* 文件 *
================

用個恰當的比方:本片中多數角色,都像被吳亦凡附了體。
平庸,空洞,乏味,干枯,一成不變。
還是那句話:像被逼著“演”。
除了她——
迷途的汪汪(陳都靈 飾)。
影片到后半段,只有她的出現可稱亮眼。
能看出來她是誰?
《左耳》里,傻白甜的小耳朵。
陳都靈一改往日畫風,從清純躍至風塵,卻無違和感。
霓虹燈下,俗艷,美麗,憂傷,頹廢。
眼神都在傳達某種隱喻。
將九十年代社會底層女性的內心,演繹得頗為到位。
一張動態圖對比,高下立判——
在我看來,影片13位主演里,陳都靈是唯一一個演技全程在線的。
但影片的根本問題,其實不在于演技。
更在于過度還原原著。
有人可能要問:還原原著,難道不是優點嗎?
不是……因為過度了。
電影作為第七藝術(視聽藝術、畫面藝術),與文學是存在巨大差異的。
好的改編,應保留原著的氣和魂,再用視聽語言將其展現出來。
舉個例子,同為日本暖心作品的:《情書》。
《情書》的小說開頭,是這樣描寫——
渡邊博子參加了藤井樹逝世三周年的紀念儀式
藤井樹的父親正站在墓碑前講及他兒子生前的點滴
“博子?如果阿樹多留一點時間便好了。”
三年前的事就像在眼前
當時,她跟阿樹正準備結婚
就在婚期之前,阿樹參加了一個攀山探險旅程
山中,一場突如其來的風暴迫使探險隊改行一條少人使用的路
在一個陡坡,阿樹失足墜下懸崖
假設庸才來改編,第一個鏡頭會先拍紀念儀式,再讓藤井樹的父親展開敘述,然后畫面切到博子的回憶,眾人遭遇風暴……
故事還原了,意境呢?

================

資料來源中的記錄

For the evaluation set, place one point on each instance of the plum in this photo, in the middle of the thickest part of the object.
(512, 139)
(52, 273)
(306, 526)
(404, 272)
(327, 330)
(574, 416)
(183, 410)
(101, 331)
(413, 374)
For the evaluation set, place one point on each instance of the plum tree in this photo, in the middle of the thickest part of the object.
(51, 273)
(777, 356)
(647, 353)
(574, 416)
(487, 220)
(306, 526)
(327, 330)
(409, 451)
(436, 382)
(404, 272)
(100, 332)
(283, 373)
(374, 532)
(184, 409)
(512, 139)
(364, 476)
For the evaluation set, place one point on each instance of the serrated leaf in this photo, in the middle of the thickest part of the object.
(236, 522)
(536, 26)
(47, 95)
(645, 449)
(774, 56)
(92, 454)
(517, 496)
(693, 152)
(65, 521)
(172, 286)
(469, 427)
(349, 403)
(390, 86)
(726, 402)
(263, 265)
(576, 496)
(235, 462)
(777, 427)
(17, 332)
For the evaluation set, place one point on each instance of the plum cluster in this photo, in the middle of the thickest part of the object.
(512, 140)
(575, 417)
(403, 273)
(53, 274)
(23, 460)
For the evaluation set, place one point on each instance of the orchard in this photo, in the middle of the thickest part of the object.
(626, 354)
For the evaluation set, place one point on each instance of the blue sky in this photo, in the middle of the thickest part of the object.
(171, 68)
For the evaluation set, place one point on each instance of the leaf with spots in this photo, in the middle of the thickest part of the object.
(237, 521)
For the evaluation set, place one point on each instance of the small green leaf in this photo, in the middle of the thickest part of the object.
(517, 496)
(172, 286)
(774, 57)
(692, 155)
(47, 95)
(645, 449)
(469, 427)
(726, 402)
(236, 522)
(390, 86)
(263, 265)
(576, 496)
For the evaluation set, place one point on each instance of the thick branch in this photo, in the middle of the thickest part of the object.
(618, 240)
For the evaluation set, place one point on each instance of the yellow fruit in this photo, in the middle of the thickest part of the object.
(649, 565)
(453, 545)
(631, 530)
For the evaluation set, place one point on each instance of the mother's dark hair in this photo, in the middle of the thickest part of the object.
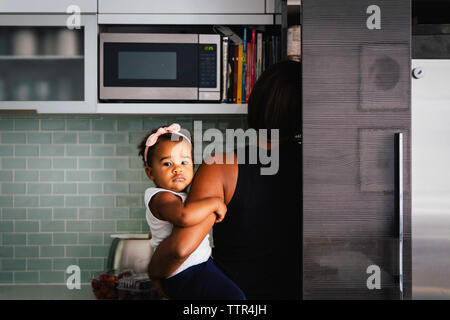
(275, 101)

================

* 任務清單 *
1) 根據這篇電影評論,影片的根本問題更在於什麼?
2) 請從這篇電影評論的最後一句之後接著寫下去。

* 最終結果 *
1) 在於過度還原原著。

2)
如若這樣拍,我何不去讀原著?
我們看巖井俊二,是怎樣把那段文字用視聽語言展現出來的——
主人公博子,出場兩分多鐘,沒說一句話。
她先躺在雪地許多秒,仿佛已經死去一般,讓我們摸不著頭腦。
光色漸亮,雪花漸漸飄落在她身上。
忽然,她睜開眼睛,大口猛烈喘息。
這時候,我們察覺到——
哦,原來她沒死,只是忘了呼吸。
她站起身。
我們看到她身穿喪服,隱約感覺到一些東西。
她動手抖落掉身上的雪。
這雪很多,可見她在地上躺了很長時間,沉浸在往日的思念與回憶里,一動未動。
接下來,是一個手部特寫。
她想攥住什么,卻又時而松開。
她想把手松開,卻又放不下,悲傷涌動。
究竟是什么原因呢?
她仰起頭,望向天空,仿佛在感受什么,絕不只是感受雪花的溫柔。
現在,我們把之前從鏡頭里,得到的信息結合起來——
喪服、放不下、悲傷涌動、思念到忘記呼吸。
原來,她仰望天空,是在尋找、感受她那已經逝去的愛人。
最后,是一個全景。
荒茫的雪地上,她踱步前進。
隨著鏡頭推移,我們看到前路是俗世的房屋群。
至此,影片沒出現一句臺詞,就讓博子在深沉的悲傷和思念中,與遠在天國的愛人告別。
當然,如果不借助我的解讀,你可能會覺得自己沒懂,說不出來它在表達什么。
但正如姜文所說:你沒看懂,并不等于你沒看見。
這就是視聽語言的魅力。
博子的情緒,此時已植入到你的潛意識,使你在潛意識里達成與人物的共情。
換句話說:巖井俊二只用兩分鐘,且沒用任何臺詞,就已將博子這個人物立住,且完美展現出原著的故事和意境。
這才叫電影。
而不像《解憂雜貨店》的庸才們,用大量對白把故事講出來——
其實父親快要退休了
家人一直想讓我接班
可我不想放棄我的音樂夢想
說出來的夢想,能有多大重量?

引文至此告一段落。